* EXERCISE
Gather up every line from the entries below that uses the word "wheel".

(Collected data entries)
--------------------
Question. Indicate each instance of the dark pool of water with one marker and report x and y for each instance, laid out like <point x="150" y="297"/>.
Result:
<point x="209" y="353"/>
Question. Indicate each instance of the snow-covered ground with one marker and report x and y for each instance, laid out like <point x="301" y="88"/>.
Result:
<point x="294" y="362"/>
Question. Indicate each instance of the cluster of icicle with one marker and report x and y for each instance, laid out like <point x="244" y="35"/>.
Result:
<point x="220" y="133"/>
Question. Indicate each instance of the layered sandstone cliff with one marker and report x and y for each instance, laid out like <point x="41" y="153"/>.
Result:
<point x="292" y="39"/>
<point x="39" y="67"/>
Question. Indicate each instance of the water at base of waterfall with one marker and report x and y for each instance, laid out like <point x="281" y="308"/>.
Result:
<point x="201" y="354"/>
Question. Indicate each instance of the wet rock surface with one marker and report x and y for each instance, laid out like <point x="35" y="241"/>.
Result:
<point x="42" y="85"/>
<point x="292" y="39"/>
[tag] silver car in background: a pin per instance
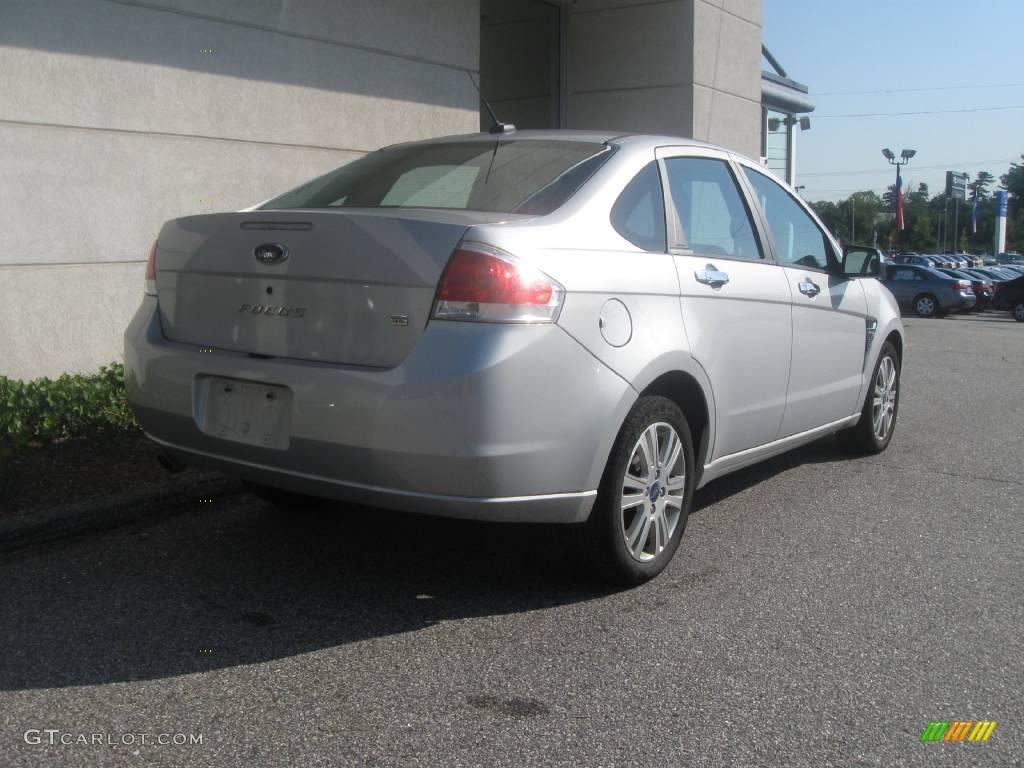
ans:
(536, 326)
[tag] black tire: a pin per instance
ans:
(862, 438)
(608, 555)
(926, 305)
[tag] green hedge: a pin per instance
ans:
(68, 407)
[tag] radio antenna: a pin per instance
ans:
(497, 126)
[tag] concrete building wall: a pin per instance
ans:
(117, 115)
(689, 68)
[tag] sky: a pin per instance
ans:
(973, 51)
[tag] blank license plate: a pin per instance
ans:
(246, 412)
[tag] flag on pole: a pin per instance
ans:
(899, 203)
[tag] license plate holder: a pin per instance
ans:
(246, 412)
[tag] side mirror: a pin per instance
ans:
(861, 262)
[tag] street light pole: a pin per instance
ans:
(904, 158)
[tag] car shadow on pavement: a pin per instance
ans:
(237, 582)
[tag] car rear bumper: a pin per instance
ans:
(495, 422)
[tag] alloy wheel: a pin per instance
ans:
(886, 392)
(653, 487)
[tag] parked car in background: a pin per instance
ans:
(928, 292)
(863, 259)
(1010, 296)
(540, 326)
(982, 288)
(914, 258)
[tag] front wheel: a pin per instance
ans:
(878, 418)
(645, 495)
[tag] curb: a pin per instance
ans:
(109, 512)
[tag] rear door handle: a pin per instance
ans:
(809, 288)
(711, 275)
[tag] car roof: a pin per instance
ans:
(556, 134)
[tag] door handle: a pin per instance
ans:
(809, 288)
(711, 275)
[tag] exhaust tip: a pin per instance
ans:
(168, 462)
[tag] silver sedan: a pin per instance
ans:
(559, 327)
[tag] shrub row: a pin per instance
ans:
(68, 407)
--------------------
* ANSWER SPACE
[tag] alloy wheel: a pin per instance
[tag] front wheel: a pin per instance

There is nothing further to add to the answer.